==== Alıntı Metin

Bir Beatles biyografisinden daha “muhteşem” ne olabilir? Dört tane olması. En azından Sam Mendes’in mantığı bu yönde. Mendes, Nisan 2028’de her bir grup üyesine özel dört ayrı Beatles filmi çekmek üzere işe koyuldu. Liverpool’un en müzik dolu evlatlarını canlandıracak oyuncularla ilgili söylentiler ve neredeyse kesinleşen haberler aylardır ortalıkta dolaşıyordu, ama artık elimizde kesin bir kadro var: John Lennon rolünde Harris Dickinson, Ringo Starr’ı Barry Keoghan canlandıracak, George Harrison rolünde Joseph Quinn var, Paul McCartney’i ise Paul Mescal oynayacak.
Bu da, müzik tarihinin muhtemelen en güçlü albüm kataloğunu tekrar ziyaret etmek için harika bir bahane. Beatles, kimsenin bilmeye ihtiyacı olmadığı üzere, pop müziği defalarca baştan yarattı—hem kusursuz şarkı yazarlıklarıyla hem de stüdyodaki bitmek bilmeyen yaratıcılıklarıyla. Ve bunu onlarca yıla yayılarak değil, yalnızca yedi yıl içinde yaptılar: İlk stüdyo albümleriyle sonuncusu arasında sadece bu kadar zaman var ve arada yarım düzine evrensel başyapıt bulunuyor. İşte bizim sıralamamız; elbette tartışmaya açık.

========

#### [Yapılacak İş]
Lütfen şu ifadelerin alıntı metinle uyuşup uyuşmadığını söyleyin: (a) Mendes her grup üyesi için ayrı bir film olmak üzere dört Beatles filmi çekiyor. (b) Ringo Starr'ı Joseph Quinn oynayacak. (c) Beatles'ın ilk stüdyo albümüyle son stüdyo albümü arasında on yıl var. Her birine evet ya da hayır deyin ve metnin buna karar veren sözlerini olduğu gibi alıntılayın. Öğeler başka bir kaynaktan alınmıştır.

==== Sağlanan Malzeme

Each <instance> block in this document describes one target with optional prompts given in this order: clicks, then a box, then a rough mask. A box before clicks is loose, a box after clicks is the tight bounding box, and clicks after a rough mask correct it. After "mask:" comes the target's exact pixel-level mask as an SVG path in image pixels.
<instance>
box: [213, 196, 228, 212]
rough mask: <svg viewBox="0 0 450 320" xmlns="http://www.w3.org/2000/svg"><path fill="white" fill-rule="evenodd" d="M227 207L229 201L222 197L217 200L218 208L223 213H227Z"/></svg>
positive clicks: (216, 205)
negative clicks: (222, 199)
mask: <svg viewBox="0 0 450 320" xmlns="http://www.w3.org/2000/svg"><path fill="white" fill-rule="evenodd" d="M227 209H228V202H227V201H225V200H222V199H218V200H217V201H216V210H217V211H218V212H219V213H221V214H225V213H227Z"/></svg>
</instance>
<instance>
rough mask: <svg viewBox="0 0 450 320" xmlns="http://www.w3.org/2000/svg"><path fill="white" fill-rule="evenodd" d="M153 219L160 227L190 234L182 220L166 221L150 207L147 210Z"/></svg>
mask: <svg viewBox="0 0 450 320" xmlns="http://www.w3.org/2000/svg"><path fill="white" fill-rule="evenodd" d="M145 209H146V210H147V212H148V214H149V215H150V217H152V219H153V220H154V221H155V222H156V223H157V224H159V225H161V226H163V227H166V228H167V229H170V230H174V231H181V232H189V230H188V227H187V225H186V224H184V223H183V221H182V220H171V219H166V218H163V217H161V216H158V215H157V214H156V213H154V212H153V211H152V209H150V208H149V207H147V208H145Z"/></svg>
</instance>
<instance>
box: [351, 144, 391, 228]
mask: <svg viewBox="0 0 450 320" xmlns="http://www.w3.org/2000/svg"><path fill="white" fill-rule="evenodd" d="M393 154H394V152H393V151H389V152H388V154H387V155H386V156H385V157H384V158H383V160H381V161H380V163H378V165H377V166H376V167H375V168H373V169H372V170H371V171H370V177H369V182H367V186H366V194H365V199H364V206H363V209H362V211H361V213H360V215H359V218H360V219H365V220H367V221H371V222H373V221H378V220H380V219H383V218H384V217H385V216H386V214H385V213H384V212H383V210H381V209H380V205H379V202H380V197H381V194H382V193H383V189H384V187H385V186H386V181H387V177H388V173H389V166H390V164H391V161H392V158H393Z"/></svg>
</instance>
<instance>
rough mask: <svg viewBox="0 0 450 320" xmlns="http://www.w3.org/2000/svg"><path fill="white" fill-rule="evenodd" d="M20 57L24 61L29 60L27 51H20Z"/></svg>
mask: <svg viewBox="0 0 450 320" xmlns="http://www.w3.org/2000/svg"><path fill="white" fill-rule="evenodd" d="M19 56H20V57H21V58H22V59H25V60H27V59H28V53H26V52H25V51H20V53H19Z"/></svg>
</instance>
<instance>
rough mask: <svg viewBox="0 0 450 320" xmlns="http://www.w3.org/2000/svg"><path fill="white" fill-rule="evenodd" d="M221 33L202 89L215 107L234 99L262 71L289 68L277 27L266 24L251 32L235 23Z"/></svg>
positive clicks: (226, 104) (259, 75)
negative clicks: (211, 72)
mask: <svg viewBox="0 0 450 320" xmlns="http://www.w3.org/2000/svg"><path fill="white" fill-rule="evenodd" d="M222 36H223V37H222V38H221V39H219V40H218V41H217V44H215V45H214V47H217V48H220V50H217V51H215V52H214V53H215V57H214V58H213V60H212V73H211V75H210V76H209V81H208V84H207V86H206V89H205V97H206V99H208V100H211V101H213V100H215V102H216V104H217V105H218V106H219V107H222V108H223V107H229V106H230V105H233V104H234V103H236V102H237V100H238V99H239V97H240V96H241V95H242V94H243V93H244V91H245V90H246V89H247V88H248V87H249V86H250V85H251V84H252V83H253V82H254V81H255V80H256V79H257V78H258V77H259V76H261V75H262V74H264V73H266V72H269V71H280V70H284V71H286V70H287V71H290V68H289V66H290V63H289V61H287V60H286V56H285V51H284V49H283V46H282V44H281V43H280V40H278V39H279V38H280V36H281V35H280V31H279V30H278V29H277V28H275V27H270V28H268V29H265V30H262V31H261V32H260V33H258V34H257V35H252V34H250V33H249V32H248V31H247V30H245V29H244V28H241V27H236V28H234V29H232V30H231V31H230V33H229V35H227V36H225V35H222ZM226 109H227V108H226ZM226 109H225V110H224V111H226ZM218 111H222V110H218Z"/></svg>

========

#### [Cevap]
(a) Evet: "her bir grup üyesine özel dört ayrı Beatles filmi çekmek üzere işe koyuldu"
(b) Hayır: "Ringo Starr’ı Barry Keoghan canlandıracak"
(c) Hayır: "Ve bunu onlarca yıla yayılarak değil, yalnızca yedi yıl içinde yaptılar"